> _Task details_:
Copy out each line of the material below that contains the string "horse". Treat uppercase and lowercase as different.

>> Begin Material for the task

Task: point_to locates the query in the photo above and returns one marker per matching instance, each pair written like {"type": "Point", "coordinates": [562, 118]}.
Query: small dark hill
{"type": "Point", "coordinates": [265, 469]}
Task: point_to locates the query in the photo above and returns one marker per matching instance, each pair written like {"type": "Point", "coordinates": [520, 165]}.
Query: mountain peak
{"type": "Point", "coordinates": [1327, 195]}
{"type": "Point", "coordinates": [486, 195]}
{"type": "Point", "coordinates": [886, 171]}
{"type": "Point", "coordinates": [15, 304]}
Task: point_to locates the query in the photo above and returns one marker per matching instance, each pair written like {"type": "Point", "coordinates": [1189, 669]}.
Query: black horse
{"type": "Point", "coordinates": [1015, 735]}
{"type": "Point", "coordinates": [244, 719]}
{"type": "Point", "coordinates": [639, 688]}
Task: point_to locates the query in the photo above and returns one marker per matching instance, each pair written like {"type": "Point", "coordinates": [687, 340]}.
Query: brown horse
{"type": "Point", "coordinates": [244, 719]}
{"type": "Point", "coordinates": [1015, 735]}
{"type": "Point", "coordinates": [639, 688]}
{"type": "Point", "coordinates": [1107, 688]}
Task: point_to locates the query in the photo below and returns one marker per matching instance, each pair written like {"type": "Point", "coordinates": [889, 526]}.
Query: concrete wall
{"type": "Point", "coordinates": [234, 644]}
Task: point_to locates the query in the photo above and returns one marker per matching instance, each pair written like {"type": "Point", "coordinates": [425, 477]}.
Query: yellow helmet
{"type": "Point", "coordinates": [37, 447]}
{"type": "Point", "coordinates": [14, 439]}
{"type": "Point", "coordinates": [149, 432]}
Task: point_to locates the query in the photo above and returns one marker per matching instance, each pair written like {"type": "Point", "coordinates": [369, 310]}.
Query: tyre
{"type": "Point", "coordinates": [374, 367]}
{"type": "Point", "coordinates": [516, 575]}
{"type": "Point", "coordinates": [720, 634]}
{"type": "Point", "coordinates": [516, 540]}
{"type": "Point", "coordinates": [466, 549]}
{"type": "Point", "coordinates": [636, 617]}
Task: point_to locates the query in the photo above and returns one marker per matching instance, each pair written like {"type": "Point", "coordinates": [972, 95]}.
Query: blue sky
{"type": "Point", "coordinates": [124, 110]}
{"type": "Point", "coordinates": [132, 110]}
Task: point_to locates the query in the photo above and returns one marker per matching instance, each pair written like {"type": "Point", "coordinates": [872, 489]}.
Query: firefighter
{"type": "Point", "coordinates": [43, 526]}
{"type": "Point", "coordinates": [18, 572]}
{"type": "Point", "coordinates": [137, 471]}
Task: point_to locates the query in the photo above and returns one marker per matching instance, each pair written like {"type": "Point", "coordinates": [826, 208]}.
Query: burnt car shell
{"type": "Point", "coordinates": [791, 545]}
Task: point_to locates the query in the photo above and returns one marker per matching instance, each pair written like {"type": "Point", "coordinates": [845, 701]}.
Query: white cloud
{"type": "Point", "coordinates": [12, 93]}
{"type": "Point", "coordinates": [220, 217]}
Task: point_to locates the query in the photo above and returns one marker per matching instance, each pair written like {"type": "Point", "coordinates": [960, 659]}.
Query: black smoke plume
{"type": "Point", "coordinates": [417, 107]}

>> End Material for the task

> _Solved problem_:
Query: black horse
Query: brown horse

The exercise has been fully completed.